• _Yapılacak İş_
Aşağıdaki metne göre şu soruları yanıtlar mısınız?
(a) Kılıçdaroğlu'nun açıklaması hangi Habertürk yazarını haklı çıkardı?
(b) Metinde alıntılanan yazının başlığı nedir?
(c) Alıntıda siyaset üstü, siyaset dışı bir isme örnek olarak kim gösteriliyor?

• _Çıkarılan Metin_

#####

CHP lideri Kemal Kılıçdaroğlu, Habertürk yazarı Sevilay Yılman’ı
haklı çıkaran bir açıklama yaptı. Kafasındaki Cumhurbaşkanı
adayının tarifini yaptı Kılıçdaroğlu.
O açıklamaya geleceğim.
Ama önce Sevilay Yılman’ın “Kılıçdaroğlu mu güçlü, İmamoğlu mu?”
yazısını yazdıklarını okuyalım birlikte:
“ (…) Eğer gerçekten isterse Millet İttifakı ortakları da
buna onay verirse CHP’nin içinden çıkacak bir tek aday vardır o da;
Kemal Kılıçdaroğlu’dur. Kemal Bey’in aday olmama durumunda ise
ittifakın çıkaracağı aday yüzde 100 CHP’den olmayan bir isim
olacaktır. Bu Meral Akşener olabilir… Abdullah Gül olabilir…
Ali Babacan ve Ahmet Davutoğlu ve hatta hatta siyaset üstü, dışında
bir isim olabilir… Mesela Aziz Yıldırım olabilir ya da kamuoyunda
her kesimden ciddi bir karşılığı olan bir başka isim… Ama asla
Ekrem İmamoğlu olmaz! Çünkü Kemal Kılıçdaroğlu da ona yakın ekip de
Muharrem İnce tecrübesinden hareketle asla ama asla İmamoğlu’nun
aday olmasına izin vermez.”

#####

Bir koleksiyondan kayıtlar

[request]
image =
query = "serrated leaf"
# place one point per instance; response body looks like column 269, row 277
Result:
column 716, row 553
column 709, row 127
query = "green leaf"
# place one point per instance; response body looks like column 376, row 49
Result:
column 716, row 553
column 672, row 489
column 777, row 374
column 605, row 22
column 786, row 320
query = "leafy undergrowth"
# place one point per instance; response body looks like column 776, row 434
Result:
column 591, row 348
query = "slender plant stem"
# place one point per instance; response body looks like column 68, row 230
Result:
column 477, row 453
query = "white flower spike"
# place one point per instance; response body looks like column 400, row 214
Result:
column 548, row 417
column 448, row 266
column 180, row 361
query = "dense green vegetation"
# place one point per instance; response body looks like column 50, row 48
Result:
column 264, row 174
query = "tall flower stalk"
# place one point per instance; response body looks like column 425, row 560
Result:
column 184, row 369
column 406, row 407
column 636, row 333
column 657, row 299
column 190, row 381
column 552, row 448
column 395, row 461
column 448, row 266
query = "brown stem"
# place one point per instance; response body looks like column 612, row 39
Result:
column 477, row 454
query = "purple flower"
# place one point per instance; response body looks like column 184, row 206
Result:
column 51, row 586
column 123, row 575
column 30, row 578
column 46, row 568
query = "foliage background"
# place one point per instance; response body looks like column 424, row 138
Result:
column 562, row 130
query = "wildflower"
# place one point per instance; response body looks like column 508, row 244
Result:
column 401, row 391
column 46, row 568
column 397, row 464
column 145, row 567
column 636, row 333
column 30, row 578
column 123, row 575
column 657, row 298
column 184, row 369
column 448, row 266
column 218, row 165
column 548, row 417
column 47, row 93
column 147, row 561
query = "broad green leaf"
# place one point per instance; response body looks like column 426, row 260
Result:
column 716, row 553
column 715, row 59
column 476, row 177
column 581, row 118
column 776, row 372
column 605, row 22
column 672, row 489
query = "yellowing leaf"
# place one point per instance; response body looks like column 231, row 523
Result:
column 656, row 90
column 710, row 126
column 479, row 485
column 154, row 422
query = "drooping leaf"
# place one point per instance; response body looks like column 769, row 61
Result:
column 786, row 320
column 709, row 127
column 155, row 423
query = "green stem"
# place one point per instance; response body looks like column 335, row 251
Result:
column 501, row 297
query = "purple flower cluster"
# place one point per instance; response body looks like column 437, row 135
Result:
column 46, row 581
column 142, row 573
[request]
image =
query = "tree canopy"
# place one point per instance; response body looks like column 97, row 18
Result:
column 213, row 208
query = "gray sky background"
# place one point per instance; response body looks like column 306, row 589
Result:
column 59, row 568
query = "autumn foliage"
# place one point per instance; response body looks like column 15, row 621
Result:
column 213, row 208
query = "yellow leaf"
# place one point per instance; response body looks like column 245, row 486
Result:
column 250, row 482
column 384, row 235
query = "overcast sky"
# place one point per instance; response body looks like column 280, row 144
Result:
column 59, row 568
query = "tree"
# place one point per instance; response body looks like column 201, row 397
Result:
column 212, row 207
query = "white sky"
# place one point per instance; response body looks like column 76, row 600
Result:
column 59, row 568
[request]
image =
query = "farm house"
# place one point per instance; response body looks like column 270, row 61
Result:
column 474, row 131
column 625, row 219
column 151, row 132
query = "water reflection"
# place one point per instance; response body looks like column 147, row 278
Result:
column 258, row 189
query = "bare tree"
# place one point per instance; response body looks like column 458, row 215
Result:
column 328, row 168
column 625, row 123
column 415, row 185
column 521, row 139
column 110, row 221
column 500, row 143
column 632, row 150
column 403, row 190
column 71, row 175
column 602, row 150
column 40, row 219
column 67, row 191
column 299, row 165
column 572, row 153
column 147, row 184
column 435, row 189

#####

• _Görev Çıktısı_
(a) Sevilay Yılman
(b) "Kılıçdaroğlu mu güçlü, İmamoğlu mu?"
(c) Aziz Yıldırım